* Directions:
1 - Set down the part of the Tax Freedom Day article that opens with the words containing "Individual income taxes" and closes with "up 14 percent.", copying it word for word.
2 - For each statement, say yes or no to whether the Tax Freedom Day article agrees with it, and quote the deciding words: (a) Tax Freedom Day arrives later in 2011 than in 2010; (b) the Tax Foundation counts unfunded pension liabilities in its calculation; (c) sales and excise taxes make up 21 percent of the total tax burden.

* Quoted passage:

┄┄┄┄┄┄┄┄┄┄┄┄┄┄┄┄┄┄┄┄

Tax Freedom Day Passes for Louisiana, but Ignores Federal Deficit
Break even date would be May 23, if taxes matched spending
NEW ORLEANS, La. – The Tax Foundation states that the 2011 Tax Freedom Day will fall on April 12. That means Americans work from January 1 to April 12 before they have generated enough money to pay this year’s tax burden at the federal, state, and local levels, paying on average 28 percent of their income.
Other spending not included in the Tax Foundation’s report are state and federal unfunded liabilities, which include off-the-books expenses such as government employee pensions. The Tax Foundation ignores unfunded pension liabilities because of the difficulty in allocating funds year-to-year, and the inability to assume which taxes would be used to cover which deficits.
Tax Foundation economist Kail Padgitt states that Louisiana appears lower on the Tax Freedom Day study because of its ability to export taxation through severance packages.
“Louisiana is taxing its citizens a lot, but it is exporting some of that tax burden [through severance payments]. This shows that taxes are being collected in an inefficient manner.”
This year, Tax Freedom Day arrives three days later than in 2010, but two weeks earlier than in 2007.
According to the Tax Foundation, the shift towards a lower tax burden since 2007 has been driven by the Great Recession lowering tax collections faster than it has reduced income. Other policy changes to contribute include the extension of Bush-era tax cuts and the replacement of the Making Work Pay tax credit with a 2 percent reduction in the payroll tax.
Mr. Padgitt claims that recent increases in the tax burden, since 2010, were due to the reinstatement of the federal estate tax, new taxes packaged with health care reform, and rising incomes that pushed individuals into higher marginal tax brackets.
The Tax Foundation, a nonpartisan, nonprofit organization that advocates for lower taxes, calculates Tax Freedom Day based on income, Social Security, sales, property, and other taxes. They base their reports on total tax collections, not what individuals taxpayers pay, so it reflects a total tax burden rather than an individual tax burden. The calculation assumes that the nation starts working on January 1, earning the same amount each day and spending nothing.
Individual income taxes make up 35 percent of the total tax burden, while social insurance taxes, which include Social Security and Medicare payments, make up 21 percent. Sales and excise taxes make up 14 percent.

┄┄┄┄┄┄┄┄┄┄┄┄┄┄┄┄┄┄┄┄

* Extracted entries:
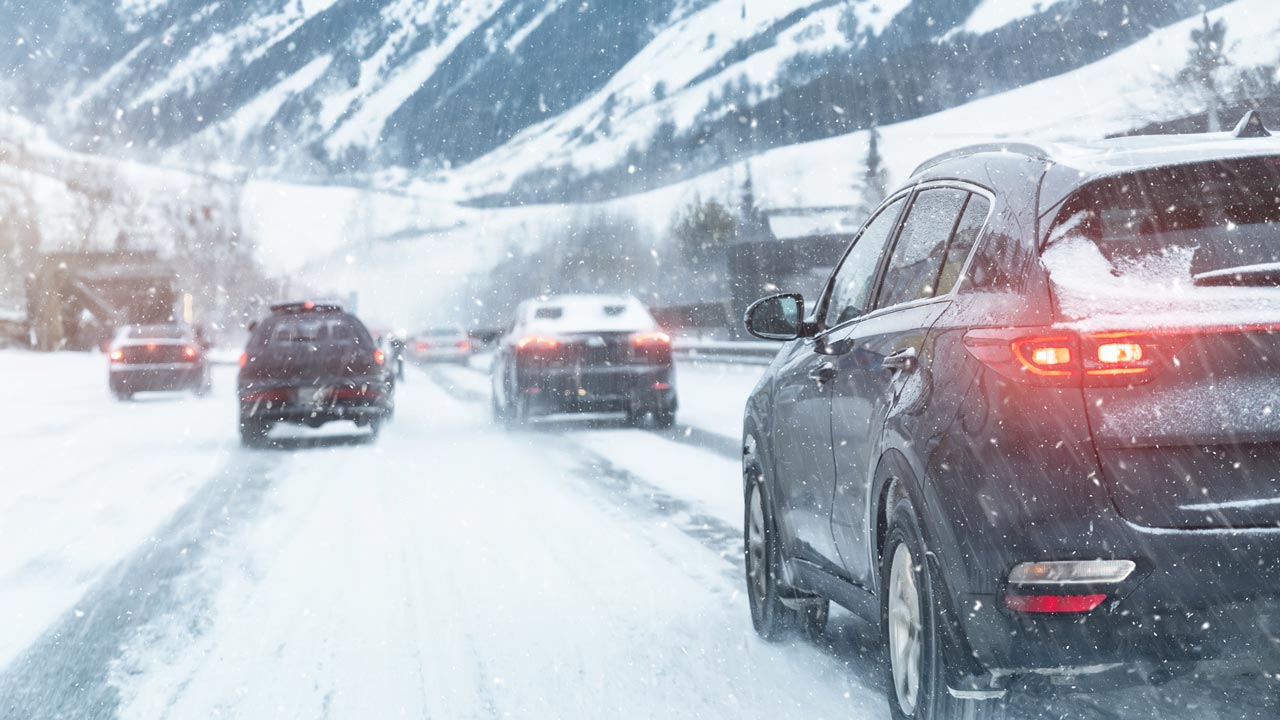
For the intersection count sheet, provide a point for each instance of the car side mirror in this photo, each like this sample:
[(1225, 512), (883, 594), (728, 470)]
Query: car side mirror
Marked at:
[(778, 317)]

┄┄┄┄┄┄┄┄┄┄┄┄┄┄┄┄┄┄┄┄

* Results:
1 -
Individual income taxes make up 35 percent of the total tax burden, while social insurance taxes, which include Social Security and Medicare payments, make up 21 percent. Sales and excise taxes make up 14 percent.

2 -
(a) Yes: "This year, Tax Freedom Day arrives three days later than in 2010"
(b) No: "The Tax Foundation ignores unfunded pension liabilities"
(c) No: "Sales and excise taxes make up 14 percent."